→ **What the task requires**: Please copy, exactly as they appear below, the lines from the one containing "facade listed here." through the one containing "Target: red car".
# # # # # # #
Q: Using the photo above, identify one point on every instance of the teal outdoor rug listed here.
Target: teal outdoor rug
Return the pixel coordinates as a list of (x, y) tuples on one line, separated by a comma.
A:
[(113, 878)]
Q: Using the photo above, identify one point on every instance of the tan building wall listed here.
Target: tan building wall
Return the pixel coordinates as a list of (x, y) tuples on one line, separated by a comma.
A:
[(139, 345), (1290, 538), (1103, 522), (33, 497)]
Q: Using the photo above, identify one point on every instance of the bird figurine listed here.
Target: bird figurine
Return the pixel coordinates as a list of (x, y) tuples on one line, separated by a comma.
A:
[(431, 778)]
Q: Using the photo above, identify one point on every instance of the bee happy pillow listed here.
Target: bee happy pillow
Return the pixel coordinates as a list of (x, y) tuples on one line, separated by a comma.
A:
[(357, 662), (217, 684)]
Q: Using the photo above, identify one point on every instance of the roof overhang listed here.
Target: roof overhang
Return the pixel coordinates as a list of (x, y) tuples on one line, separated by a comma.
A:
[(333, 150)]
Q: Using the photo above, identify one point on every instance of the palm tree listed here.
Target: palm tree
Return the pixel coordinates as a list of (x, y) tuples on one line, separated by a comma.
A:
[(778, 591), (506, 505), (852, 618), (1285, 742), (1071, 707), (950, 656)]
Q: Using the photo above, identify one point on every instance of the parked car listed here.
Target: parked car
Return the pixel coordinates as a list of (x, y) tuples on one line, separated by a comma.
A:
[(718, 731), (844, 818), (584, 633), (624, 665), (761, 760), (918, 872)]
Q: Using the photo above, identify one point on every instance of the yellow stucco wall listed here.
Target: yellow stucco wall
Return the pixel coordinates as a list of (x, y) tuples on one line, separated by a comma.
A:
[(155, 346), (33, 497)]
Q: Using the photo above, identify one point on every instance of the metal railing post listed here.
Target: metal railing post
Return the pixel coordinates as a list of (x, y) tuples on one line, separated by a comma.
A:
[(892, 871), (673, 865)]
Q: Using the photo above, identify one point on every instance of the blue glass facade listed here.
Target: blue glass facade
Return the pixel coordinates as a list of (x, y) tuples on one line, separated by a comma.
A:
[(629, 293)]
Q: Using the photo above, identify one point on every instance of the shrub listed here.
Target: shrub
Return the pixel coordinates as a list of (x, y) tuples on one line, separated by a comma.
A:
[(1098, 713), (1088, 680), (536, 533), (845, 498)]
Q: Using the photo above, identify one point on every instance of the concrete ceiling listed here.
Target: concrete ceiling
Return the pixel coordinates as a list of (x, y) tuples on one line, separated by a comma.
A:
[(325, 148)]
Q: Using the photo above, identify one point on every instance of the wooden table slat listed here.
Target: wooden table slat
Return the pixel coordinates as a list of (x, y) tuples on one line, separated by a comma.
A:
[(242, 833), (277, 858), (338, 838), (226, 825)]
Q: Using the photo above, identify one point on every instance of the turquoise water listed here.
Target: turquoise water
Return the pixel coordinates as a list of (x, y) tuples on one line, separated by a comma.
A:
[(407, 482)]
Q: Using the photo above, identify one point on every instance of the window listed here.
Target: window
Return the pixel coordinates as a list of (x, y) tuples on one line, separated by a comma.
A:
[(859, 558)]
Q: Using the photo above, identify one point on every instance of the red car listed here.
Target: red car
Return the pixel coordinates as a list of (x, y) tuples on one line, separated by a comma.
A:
# # # # # # #
→ **Output**:
Q: Using the photo above, identify one point on every instance of the blue glass facade listed here.
Target: blue glass facade
Return the pixel coordinates as a list of (x, y) tuples on one line, separated by a comma.
A:
[(629, 293)]
Q: Using the photo above, identify one point on every instance of the shrub listed here.
Target: shrub
Return the pixel coordinates as a list of (x, y) tuples on one line, separated by a comma.
A:
[(1098, 713), (1088, 680), (536, 533), (845, 498)]
Q: Using the photo above, identify one point on every instance of the concrete ceiling listed here.
Target: concrete ceiling
Return the pixel coordinates as a list of (x, y) tuples on one line, separated by a comma.
A:
[(325, 148)]
Q: Using the photo above, identify one point on every instance of the wooden table slat listed here.
Target: wooden table slat
Return the pixel coordinates as a list of (x, y) tuples on one line, separated by a comma.
A:
[(242, 833), (277, 858), (338, 838), (226, 825)]
Q: Using the photo above, identify one point on every instance of the turquoise water listed here.
Target: turquoise water
Return the pixel coordinates as a list of (x, y) tuples on one line, separated by a comma.
A:
[(407, 482)]
Q: Using the photo above, identify one point on every instance of the window listed here.
Target: window
Return the pixel coordinates as a list of (x, y) tuples on one line, separated by a comma.
A:
[(859, 558)]
Q: Using the photo above, identify one point on every instance of the red car listed here.
Target: red car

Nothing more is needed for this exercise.